Take the line that contains "Target: egret facing away" as the first and the last line of the material as the final one; set down exactly the lines in that span.

-------------------------

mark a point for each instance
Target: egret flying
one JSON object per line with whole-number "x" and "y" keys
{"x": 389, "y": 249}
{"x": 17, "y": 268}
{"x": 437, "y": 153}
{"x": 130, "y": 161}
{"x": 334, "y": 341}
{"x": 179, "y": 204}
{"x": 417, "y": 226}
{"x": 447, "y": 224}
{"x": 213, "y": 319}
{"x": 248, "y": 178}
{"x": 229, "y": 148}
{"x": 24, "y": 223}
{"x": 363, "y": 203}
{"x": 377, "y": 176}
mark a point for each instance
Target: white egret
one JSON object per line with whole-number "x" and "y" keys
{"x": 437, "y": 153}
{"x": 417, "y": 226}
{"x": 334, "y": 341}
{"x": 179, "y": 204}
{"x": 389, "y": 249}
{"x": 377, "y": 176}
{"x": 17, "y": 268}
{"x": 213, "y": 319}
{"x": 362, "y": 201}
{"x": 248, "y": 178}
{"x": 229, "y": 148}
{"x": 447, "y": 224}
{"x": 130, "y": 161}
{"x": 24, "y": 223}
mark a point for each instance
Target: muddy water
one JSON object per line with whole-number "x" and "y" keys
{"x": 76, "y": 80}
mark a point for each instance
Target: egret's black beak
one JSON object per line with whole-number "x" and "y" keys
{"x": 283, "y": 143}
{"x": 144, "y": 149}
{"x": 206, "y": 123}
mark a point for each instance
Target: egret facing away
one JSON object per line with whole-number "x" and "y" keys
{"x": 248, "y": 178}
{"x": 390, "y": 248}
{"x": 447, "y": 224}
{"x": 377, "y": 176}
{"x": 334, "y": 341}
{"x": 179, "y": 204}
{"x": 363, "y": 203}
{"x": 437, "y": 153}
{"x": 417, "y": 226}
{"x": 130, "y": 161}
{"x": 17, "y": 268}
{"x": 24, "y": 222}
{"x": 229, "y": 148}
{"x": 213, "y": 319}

-------------------------

## Written answer
Target: egret facing away
one JSON object per line with whole-number "x" and "y" keys
{"x": 248, "y": 178}
{"x": 390, "y": 248}
{"x": 447, "y": 224}
{"x": 377, "y": 176}
{"x": 334, "y": 341}
{"x": 179, "y": 204}
{"x": 363, "y": 203}
{"x": 437, "y": 153}
{"x": 417, "y": 226}
{"x": 130, "y": 161}
{"x": 17, "y": 268}
{"x": 24, "y": 222}
{"x": 229, "y": 148}
{"x": 213, "y": 319}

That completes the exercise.